> [Your assignment]:
Look through the data and write out every line with the word "positive" in it.

> [Input data]:

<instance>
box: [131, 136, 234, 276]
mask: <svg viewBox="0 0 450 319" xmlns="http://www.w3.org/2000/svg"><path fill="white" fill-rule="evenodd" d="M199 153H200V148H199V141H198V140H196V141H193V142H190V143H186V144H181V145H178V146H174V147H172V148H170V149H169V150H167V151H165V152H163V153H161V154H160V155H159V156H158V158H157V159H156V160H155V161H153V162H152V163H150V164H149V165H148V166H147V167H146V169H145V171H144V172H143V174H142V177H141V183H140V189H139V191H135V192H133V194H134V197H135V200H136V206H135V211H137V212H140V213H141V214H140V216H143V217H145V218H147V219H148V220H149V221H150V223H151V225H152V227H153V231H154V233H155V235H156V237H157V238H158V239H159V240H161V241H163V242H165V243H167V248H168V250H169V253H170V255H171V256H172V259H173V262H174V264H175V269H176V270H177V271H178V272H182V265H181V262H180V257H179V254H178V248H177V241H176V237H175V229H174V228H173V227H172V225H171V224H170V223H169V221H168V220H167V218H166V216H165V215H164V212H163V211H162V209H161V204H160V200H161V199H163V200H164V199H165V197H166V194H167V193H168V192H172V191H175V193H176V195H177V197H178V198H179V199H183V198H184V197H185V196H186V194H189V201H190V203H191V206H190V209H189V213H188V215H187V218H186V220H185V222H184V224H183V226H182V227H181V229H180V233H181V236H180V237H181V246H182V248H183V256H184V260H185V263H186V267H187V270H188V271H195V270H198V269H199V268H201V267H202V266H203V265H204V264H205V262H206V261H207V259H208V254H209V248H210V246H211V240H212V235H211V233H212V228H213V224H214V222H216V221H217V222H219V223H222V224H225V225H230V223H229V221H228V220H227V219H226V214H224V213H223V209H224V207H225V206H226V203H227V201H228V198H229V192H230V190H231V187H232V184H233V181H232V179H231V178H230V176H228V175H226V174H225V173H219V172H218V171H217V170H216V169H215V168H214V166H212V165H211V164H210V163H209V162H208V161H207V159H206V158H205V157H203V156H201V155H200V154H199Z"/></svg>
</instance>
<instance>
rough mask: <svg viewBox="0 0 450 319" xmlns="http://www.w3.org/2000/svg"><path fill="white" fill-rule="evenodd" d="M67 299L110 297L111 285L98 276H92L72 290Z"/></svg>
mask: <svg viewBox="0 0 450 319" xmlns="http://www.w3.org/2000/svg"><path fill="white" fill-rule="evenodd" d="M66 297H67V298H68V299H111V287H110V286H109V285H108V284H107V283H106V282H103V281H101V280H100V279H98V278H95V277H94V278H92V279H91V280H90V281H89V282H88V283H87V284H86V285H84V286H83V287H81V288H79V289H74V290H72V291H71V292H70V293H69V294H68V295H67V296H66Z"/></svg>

* * *

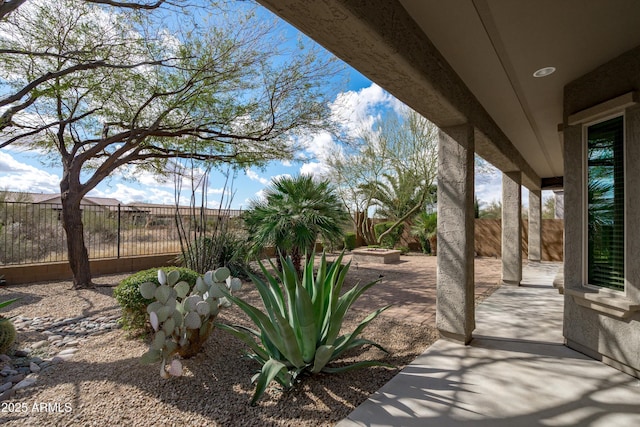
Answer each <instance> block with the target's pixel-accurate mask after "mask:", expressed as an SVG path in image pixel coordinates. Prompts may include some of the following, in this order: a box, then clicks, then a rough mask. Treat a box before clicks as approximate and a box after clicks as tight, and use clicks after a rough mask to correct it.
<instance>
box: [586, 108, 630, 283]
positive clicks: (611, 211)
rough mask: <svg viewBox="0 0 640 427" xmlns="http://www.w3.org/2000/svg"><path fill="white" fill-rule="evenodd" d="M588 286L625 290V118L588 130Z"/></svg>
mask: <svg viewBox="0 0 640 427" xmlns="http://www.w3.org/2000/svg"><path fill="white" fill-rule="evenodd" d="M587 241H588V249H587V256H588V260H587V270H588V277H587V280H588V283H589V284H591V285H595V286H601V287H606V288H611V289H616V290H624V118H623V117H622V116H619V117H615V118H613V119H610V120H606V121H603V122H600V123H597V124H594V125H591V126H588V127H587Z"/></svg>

---

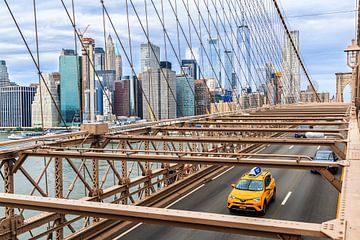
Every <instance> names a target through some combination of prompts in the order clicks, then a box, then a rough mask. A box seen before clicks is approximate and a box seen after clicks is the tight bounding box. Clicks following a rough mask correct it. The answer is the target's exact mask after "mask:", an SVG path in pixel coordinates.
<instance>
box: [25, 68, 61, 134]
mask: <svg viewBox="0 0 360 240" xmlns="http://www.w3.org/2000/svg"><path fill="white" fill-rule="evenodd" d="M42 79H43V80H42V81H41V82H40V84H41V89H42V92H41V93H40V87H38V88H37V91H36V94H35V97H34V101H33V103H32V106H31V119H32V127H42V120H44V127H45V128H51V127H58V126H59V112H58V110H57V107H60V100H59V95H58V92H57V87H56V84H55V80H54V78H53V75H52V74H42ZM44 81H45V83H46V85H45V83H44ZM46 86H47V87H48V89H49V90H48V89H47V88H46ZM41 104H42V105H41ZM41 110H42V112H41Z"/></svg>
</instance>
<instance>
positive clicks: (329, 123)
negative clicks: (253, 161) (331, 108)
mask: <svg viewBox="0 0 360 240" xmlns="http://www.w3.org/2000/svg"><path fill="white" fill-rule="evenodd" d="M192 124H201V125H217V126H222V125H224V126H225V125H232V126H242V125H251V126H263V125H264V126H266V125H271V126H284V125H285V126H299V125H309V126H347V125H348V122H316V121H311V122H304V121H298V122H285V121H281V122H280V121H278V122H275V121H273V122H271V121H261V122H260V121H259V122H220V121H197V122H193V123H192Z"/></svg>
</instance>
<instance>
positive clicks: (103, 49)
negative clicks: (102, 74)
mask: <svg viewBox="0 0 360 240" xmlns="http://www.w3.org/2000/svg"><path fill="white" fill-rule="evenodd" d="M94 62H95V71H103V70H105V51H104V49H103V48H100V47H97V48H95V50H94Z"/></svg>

> [Solution to the problem]:
positive clicks: (611, 211)
positive clicks: (329, 123)
positive clicks: (103, 49)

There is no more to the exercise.